Pune Metro's Aqua Line metro station

Yerwada metro station is the elevated eastern terminal metro station on the East - West corridor of the Aqua Line of Pune Metro in Pune, India. It is connected to Rainbow Bus Rapid Transit System. Aqua Line operates between Vanaz and Ramwadi stations. The facade of the station showcases an illustration of Dandi March and a charkha, both of which are inspired by and a tribute to Mahatma Gandhi.

The three metro stations on the extended stretch of the Aqua Line were inaugurated on 6 March 2024. However, the work on revised entry-exit points of Yerwada station delayed its initial commercial operation for more than a month. Later, it was expected to open in May 2024 as the work was supposed to complete by the end of April 2024. Due to ongoing work and pending inspection, the opening was further delayed to July 2024. The inspection by CMRS was slated to be completed by 20 July 2024 and then opened to public by the end of July 2024. Eventually, it was inaugurated for commercial operation on 21 August 2024. The shuttle service of bus no.19 by PMPML from Ramwadi metro station to Pune Airport was shifted to Yerwada with immediate effect after the latter was inaugurated.

____________________

- **WHAT TO DO**
• A. Rewrite the paragraph of the Yerwada metro station passage beginning "The three metro stations" as a short bulleted list that keeps its main facts.
• B. Please format the records in the stretch from the line containing "Look at the photo above. For each instance of the utility" through the line containing "pixel 184 113" as a two-column CSV with columns input and output. Give one row for each request, holding its text and its answer, with each field in quotation marks and line breaks turned into spaces.

- **SUPPLIED RECORDS**
____________________

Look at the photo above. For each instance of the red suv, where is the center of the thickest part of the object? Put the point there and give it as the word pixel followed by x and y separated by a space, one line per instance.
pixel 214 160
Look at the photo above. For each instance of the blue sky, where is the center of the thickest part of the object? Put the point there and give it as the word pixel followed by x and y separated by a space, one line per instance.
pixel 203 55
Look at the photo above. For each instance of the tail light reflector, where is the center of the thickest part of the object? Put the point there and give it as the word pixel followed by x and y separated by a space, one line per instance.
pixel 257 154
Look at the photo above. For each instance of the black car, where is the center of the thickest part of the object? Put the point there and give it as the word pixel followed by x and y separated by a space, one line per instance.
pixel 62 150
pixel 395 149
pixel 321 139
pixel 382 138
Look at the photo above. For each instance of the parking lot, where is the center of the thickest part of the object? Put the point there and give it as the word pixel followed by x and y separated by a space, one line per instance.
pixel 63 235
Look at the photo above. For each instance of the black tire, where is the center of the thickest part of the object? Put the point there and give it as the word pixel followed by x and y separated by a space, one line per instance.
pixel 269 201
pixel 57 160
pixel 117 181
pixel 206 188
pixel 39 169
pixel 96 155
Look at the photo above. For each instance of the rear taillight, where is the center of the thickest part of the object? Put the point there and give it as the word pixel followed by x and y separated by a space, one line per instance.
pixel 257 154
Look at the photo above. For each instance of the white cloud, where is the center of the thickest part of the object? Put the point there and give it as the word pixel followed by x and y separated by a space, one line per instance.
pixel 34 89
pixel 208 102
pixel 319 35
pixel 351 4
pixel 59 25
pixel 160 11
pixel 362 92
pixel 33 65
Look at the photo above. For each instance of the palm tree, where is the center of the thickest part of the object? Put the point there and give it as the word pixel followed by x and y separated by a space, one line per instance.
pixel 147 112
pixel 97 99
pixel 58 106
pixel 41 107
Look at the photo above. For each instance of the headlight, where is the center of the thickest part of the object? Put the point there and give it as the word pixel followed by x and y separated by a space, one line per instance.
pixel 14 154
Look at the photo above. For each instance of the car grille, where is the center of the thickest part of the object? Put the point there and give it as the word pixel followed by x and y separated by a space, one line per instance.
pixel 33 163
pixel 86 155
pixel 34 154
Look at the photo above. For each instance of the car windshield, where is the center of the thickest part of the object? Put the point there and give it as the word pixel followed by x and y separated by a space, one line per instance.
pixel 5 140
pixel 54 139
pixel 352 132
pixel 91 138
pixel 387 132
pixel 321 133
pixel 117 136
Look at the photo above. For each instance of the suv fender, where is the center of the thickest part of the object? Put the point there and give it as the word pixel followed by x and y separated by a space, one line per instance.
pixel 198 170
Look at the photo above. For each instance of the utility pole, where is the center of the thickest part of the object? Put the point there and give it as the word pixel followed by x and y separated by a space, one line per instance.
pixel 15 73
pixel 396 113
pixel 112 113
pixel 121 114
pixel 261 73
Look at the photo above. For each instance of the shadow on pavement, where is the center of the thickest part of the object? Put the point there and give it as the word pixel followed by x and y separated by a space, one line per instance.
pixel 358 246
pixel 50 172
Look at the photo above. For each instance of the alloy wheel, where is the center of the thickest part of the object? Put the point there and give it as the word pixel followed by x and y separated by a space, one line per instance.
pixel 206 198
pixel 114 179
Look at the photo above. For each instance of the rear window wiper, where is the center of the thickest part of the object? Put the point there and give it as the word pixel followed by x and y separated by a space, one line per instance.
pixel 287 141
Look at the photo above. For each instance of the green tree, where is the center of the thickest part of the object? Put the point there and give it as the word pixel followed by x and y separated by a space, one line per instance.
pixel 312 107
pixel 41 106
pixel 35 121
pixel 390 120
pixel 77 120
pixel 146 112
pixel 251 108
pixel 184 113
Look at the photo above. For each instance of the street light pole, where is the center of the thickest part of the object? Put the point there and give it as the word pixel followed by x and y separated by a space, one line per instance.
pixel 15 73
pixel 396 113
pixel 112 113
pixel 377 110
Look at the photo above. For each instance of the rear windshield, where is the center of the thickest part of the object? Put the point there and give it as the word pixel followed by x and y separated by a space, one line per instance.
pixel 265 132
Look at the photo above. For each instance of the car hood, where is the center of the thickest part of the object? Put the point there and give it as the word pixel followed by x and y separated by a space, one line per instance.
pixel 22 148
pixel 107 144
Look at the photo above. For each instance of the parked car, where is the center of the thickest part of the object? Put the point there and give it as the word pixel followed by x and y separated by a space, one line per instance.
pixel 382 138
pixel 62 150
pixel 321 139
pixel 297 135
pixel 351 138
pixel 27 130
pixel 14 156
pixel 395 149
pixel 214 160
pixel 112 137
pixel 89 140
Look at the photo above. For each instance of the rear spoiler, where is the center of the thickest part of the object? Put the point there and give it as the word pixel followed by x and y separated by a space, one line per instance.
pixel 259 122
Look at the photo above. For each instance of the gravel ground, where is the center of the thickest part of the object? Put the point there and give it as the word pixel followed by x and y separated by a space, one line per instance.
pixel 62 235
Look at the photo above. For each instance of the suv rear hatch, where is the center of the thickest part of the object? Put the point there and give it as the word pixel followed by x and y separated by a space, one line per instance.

____________________

- **THE RESULTS**
• A.
- The three stations on the extended stretch of the Aqua Line were inaugurated on 6 March 2024.
- Work on revised entry-exit points delayed Yerwada's commercial operation by more than a month.
- Opening was then expected in May 2024, with the work due to finish by the end of April 2024.
- Ongoing work and a pending inspection pushed the opening to July 2024. The CMRS inspection was slated for completion by 20 July 2024, with the public opening planned for the end of July.
- The station was finally inaugurated for commercial operation on 21 August 2024.
- PMPML's bus no. 19 shuttle to Pune Airport was then moved from Ramwadi to Yerwada with immediate effect.

• B.
input,output
"Look at the photo above. For each instance of the utility pole, where is the center of the thickest part of the object? Put the point there and give it as the word pixel followed by x and y separated by a space, one line per instance.","pixel 15 73 pixel 396 113 pixel 112 113 pixel 121 114 pixel 261 73"
"Look at the photo above. For each instance of the shadow on pavement, where is the center of the thickest part of the object? Put the point there and give it as the word pixel followed by x and y separated by a space, one line per instance.","pixel 358 246 pixel 50 172"
"Look at the photo above. For each instance of the alloy wheel, where is the center of the thickest part of the object? Put the point there and give it as the word pixel followed by x and y separated by a space, one line per instance.","pixel 206 198 pixel 114 179"
"Look at the photo above. For each instance of the rear window wiper, where is the center of the thickest part of the object? Put the point there and give it as the word pixel followed by x and y separated by a space, one line per instance.","pixel 287 141"
"Look at the photo above. For each instance of the green tree, where is the center of the thickest part of the object? Put the point there and give it as the word pixel followed by x and y separated by a space, one line per instance.","pixel 312 107 pixel 41 106 pixel 35 121 pixel 390 120 pixel 77 120 pixel 146 112 pixel 251 108 pixel 184 113"